- Directions:
Find every line in the records that contains the word "foliage" and copy each one out.

Saved data entries:
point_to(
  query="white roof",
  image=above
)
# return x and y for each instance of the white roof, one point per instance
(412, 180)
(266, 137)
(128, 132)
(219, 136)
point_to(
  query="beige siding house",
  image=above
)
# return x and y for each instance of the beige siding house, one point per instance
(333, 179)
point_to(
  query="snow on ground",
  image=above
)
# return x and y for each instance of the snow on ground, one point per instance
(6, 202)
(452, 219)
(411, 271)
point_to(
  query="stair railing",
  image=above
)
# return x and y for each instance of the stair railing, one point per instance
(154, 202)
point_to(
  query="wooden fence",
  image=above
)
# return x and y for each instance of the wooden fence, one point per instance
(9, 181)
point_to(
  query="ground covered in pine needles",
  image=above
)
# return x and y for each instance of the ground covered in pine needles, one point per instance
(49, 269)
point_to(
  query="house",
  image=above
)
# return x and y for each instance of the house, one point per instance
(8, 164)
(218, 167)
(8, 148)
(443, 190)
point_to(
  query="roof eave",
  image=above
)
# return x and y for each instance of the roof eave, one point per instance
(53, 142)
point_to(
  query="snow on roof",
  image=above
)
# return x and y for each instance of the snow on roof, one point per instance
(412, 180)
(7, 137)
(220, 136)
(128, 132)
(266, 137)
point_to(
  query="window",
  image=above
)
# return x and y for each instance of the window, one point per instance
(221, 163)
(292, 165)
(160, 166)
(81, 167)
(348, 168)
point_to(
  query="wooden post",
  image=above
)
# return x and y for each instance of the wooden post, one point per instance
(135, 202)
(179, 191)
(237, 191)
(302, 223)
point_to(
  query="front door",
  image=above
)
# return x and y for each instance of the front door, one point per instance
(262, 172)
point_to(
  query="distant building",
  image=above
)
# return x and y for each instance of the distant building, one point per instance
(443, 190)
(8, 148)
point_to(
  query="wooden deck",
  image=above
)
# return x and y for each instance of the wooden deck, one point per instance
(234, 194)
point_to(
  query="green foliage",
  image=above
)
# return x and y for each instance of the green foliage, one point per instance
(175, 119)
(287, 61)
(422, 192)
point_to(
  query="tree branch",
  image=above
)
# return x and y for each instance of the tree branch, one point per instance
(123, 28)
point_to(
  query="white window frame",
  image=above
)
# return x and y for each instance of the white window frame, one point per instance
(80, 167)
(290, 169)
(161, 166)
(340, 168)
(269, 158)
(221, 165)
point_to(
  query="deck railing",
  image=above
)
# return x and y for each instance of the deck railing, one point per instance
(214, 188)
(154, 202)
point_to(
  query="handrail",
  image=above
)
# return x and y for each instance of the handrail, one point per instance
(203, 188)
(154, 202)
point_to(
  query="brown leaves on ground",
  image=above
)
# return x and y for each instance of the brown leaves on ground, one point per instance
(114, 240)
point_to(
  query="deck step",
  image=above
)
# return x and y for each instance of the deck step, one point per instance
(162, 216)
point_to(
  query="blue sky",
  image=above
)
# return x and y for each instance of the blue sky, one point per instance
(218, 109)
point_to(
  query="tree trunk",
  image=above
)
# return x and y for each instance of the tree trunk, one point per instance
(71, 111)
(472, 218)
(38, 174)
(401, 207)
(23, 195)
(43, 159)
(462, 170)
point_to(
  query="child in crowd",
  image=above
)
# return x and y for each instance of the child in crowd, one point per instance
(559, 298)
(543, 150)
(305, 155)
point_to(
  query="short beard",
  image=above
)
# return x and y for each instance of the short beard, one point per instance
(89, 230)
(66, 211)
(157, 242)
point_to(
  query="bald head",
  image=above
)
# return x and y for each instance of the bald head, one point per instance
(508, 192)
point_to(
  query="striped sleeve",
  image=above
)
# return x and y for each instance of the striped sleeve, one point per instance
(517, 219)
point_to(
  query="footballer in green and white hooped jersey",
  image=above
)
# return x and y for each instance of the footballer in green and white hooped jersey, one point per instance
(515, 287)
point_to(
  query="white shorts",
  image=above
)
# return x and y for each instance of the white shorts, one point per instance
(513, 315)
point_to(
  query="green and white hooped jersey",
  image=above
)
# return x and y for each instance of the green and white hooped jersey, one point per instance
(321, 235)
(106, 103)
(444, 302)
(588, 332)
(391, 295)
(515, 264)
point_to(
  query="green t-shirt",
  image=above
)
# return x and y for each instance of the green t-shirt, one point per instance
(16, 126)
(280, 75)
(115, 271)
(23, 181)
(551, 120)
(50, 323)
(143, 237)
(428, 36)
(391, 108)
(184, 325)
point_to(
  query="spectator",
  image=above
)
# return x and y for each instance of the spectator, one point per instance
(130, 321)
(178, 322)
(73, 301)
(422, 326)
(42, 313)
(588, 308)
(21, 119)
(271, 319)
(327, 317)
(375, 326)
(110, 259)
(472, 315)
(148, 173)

- Correct result:
  query="green foliage",
# return x and y for each instance of the green foliage, one point per instance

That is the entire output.